--- GOAL ---
Can you reproduce the part of the short-putts forum thread starting with "## bobmac (Feb" and going on through "about 2in apart.", word for word?

# Missing easy putts from 1-2 feet



## Jokerdooby (Feb 26, 2014)

[FONT=Verdana, Arial, Tahoma, Calibri, Geneva, sans-serif]Hi
I'm after some advice on my putting. I'm playing off 11 but losing silly shots on putts from around 1-2 feet for some reason. I've worked on my putting and keeping my arms tucked in slightly more. But when playing in comps and having to hole out I tighten up on them putts and drag or push putts wide of hole! Can anyone help!? Grip lower down? Narrower stance? Heeeellllpppp![/FONT]


----------



## CliveW (Feb 27, 2014)

Lesson? It is one aspect of the game where we tend not to think of lessons. If we aren't driving the ball well we are happy to go to a pro for advice, but we tend to ignore the short game. Your 1 - 2 feet putts are worth the same as a 200 yard drive and if you can shave a couple of shots off your round by putting better it helps.


----------



## Foxholer (Feb 27, 2014)

Pound to a penny DelC will be along to try to convince you to that changing to left-handed or Claw grip is the only solution! But don't believe him!

Just imagine the hole is 2 feet further away, lose your unnecessary tension and ram the putts in - taking the break out wherever possible. Don't think about the arms during putting in a comp. Maybe consider it as you wander to the next tee, but competition time is not the time to be thinking technique - generally.

Oh and practice them, along with other short-mid distance ones!

I've missed from 4"!


----------



## bobmac (Feb 27, 2014)

If you are missing from range, at a guess it will be one of three things........or all three.
You are moving your hips
Or/and
Your backswing is too long.
Or/and your wrists are flicking the ball

Narrow your stance so your heels are about 2in apart.
Place a second ball 6-8in behind the target ball and stop your backswing before before you hit the back ball.
To help keep the hips still try the chair drill.
Press your rear against the chair and keep it there throughout the stroke.

[video=youtube;vsTLHVK9DqY]http://www.youtube.com/watch?v=vsTLHVK9DqY&list=PL7Uf2W3sfvqYBJ3OUldKvQT7ZWYEmPOyW[/video]

And if your wrists are flicking the ball, get yourself one of these
www.V-Easy.co.uk


----------



## Maninblack4612 (Feb 27, 2014)

--- DATASET RECORDS ---

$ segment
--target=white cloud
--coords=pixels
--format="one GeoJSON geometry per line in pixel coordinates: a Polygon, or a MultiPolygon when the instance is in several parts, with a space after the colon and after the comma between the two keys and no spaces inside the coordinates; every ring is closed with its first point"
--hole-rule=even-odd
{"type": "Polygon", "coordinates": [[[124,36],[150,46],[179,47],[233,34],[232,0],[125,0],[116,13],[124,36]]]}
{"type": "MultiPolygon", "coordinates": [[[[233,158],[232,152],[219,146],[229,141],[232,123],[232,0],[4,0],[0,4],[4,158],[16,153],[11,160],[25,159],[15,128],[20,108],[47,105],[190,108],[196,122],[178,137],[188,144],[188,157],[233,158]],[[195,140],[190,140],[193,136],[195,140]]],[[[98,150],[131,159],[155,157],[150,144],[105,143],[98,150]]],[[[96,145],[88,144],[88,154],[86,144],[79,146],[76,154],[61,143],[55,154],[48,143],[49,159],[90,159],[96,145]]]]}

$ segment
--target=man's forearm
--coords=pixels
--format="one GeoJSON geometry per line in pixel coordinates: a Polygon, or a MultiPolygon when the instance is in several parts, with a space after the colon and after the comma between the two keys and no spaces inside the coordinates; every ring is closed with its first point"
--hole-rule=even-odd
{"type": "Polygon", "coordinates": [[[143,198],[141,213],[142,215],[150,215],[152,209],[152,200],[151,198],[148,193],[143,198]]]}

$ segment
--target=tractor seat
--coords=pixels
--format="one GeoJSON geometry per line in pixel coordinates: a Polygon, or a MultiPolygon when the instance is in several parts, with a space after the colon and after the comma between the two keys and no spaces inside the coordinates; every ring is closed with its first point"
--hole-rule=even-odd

--- REPLY TO THE TASK ---
## bobmac (Feb 27, 2014)

If you are missing from range, at a guess it will be one of three things........or all three.
You are moving your hips
Or/and
Your backswing is too long.
Or/and your wrists are flicking the ball

Narrow your stance so your heels are about 2in apart.